- _Short exercise_
Write the next part of the revision 5141 commit notice, starting after its last line.

Rev 5141: (andrew) Optimise index lookups in repositories with many pack files. in file:///home/pqm/archives/thelove/bzr/%2Btrunk/

Thu Apr 8 09:49:05 BST 2010

At file:///home/pqm/archives/thelove/bzr/%2Btrunk/

------------------------------------------------------------
revno: 5141 [merge]
revision-id: pqm at pqm.ubuntu.com-20100408084859-lbi26gvsu2rtz370
parent: pqm at pqm.ubuntu.com-20100408073248-aj7k8qkvbv4nzlxd
parent: andrew.bennetts at canonical.com-20100408070923-pp4d8xephvwtcsw2
committer: Canonical.com Patch Queue Manager <pqm at pqm.ubuntu.com>
branch nick: +trunk
timestamp: Thu 2010-04-08 09:48:59 +0100
message:
  (andrew) Optimise index lookups in repositories with many pack files.
modified:
  NEWS                           NEWS-20050323055033-4e00b5db738777ff
  bzrlib/index.py                index.py-20070712131115-lolkarso50vjr64s-1
  bzrlib/repofmt/pack_repo.py    pack_repo.py-20070813041115-gjv5ma7ktfqwsjgn-1
  bzrlib/tests/per_pack_repository.py test_pack_repository-20080801043947-eaw0e6h2gu75kwmy-1
  bzrlib/tests/test_index.py     test_index.py-20070712131115-lolkarso50vjr64s-2
=== modified file 'NEWS'

--- a/NEWS	2010-04-08 07:32:48 +0000
+++ b/NEWS	2010-04-08 08:48:59 +0000
@@ -38,6 +38,12 @@
   generated by a template and not edited by the user.
   (Robert Collins, #530265)
 
+* Index lookups in pack repositories search recently hit pack files first.  
+  In repositories with many pack files this can greatly reduce the
+  number of files accessed, the number of bytes read, and the number of
+  read calls.  An incremental pull via plain HTTP takes half the time and
+  bytes for a moderately large repository.  (Andrew Bennetts)

- _Collected material_

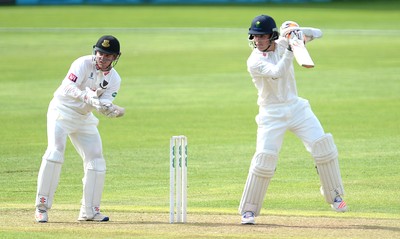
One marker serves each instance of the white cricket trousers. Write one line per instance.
(274, 120)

- _Answer for the task_
+
 * Less code is loaded at startup.  (Cold-cache start time is about 10-20%
   less.)
   (Martin Pool, #553017)

=== modified file 'bzrlib/index.py'
--- a/bzrlib/index.py	2010-03-05 17:56:55 +0000
+++ b/bzrlib/index.py	2010-04-08 07:01:10 +0000
@@ -1245,10 +1245,15 @@
     static data.
 
     Queries against the combined index will be made against the first index,
-    and then the second and so on. The order of index's can thus influence
+    and then the second and so on. The order of indices can thus influence
     performance significantly. For example, if one index is on local disk and a
     second on a remote server, the local disk index should be before the other
     in the index list.
+    
+    Also, queries tend to need results from the same indices as previous
+    queries.  So the indices will be reordered after every query to put the
+    indices that had the result(s) of that query first (while otherwise
+    preserving the relative ordering).
     """
 
     def __init__(self, indices, reload_func=None):
@@ -1261,6 +1266,13 @@
         """
         self._indices = indices
         self._reload_func = reload_func
+        # Sibling indices are other CombinedGraphIndex that we should call
+        # _move_to_front_by_name on when we auto-reorder ourself.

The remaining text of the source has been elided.